** START Available records **
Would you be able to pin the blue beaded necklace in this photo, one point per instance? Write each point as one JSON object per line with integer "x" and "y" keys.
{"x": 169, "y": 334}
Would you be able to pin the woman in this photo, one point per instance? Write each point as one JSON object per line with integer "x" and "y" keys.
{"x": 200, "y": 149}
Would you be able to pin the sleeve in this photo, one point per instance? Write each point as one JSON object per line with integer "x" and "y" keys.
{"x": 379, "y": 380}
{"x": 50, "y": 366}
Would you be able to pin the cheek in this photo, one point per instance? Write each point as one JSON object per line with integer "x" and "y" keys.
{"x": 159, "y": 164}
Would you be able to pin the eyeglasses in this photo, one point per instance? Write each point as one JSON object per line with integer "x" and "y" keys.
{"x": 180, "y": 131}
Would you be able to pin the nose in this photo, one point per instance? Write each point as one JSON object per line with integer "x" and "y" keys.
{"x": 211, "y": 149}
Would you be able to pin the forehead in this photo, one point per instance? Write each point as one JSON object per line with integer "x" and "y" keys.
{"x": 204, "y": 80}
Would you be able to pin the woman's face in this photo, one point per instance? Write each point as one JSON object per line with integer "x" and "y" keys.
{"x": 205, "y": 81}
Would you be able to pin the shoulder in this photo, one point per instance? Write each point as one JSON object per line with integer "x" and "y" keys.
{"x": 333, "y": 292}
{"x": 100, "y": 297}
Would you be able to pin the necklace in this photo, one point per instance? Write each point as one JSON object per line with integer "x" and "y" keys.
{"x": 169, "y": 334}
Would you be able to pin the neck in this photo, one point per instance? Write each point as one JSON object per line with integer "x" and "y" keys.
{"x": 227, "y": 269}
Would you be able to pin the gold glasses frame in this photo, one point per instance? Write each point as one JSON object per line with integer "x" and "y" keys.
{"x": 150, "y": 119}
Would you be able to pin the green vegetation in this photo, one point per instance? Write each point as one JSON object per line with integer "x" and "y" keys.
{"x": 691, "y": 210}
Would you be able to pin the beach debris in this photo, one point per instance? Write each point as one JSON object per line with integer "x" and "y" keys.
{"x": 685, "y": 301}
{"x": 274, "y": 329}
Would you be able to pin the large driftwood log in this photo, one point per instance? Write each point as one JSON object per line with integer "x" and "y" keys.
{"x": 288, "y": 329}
** END Available records **
*Stated goal*.
Nothing but the lines from the line with "Would you be able to pin the eyeglasses" to the last line of the listing above should appear; please retype them exactly, both ends included.

*Solution*.
Would you be able to pin the eyeglasses in this photo, one point per instance? Write each point as one JSON object per line with integer "x" and "y" keys.
{"x": 180, "y": 131}
Would you be able to pin the nose in this photo, one point per instance? Write each point as one JSON object per line with integer "x" and "y" keys.
{"x": 211, "y": 149}
Would you be able to pin the forehead in this photo, one point per instance? Write each point as one JSON object per line with integer "x" and "y" keys.
{"x": 204, "y": 80}
Would you be able to pin the woman's face in this photo, one point per instance? Write each point as one JSON object per line with integer "x" and "y" keys.
{"x": 205, "y": 81}
Would you be able to pin the shoulder in this photo, one point per instance? Write each point as one JSON object per line with integer "x" and "y" keys.
{"x": 333, "y": 292}
{"x": 100, "y": 297}
Would you be able to pin the necklace in this photo, one point per instance? Write each point as one JSON object per line with integer "x" and "y" keys.
{"x": 169, "y": 334}
Would you be able to pin the neck in this photo, one point per instance? Write each point as one JSON object per line with integer "x" and "y" keys.
{"x": 227, "y": 269}
Would you be able to pin the gold glasses frame in this photo, one point per instance? Write each point as one JSON object per line with integer "x" and "y" keys.
{"x": 150, "y": 119}
Would you be able to pin the green vegetation in this photo, one point per instance? Write each point as one JSON object per line with integer "x" and "y" keys.
{"x": 691, "y": 210}
Would you be able to pin the beach debris in this photo, one point per instance? Write each point as one JSON object per line with integer "x" and "y" keys.
{"x": 685, "y": 301}
{"x": 274, "y": 329}
Would you be able to pin the large driftwood log in this photo, one point per instance? Write each point as one JSON object per line with integer "x" and "y" keys.
{"x": 288, "y": 329}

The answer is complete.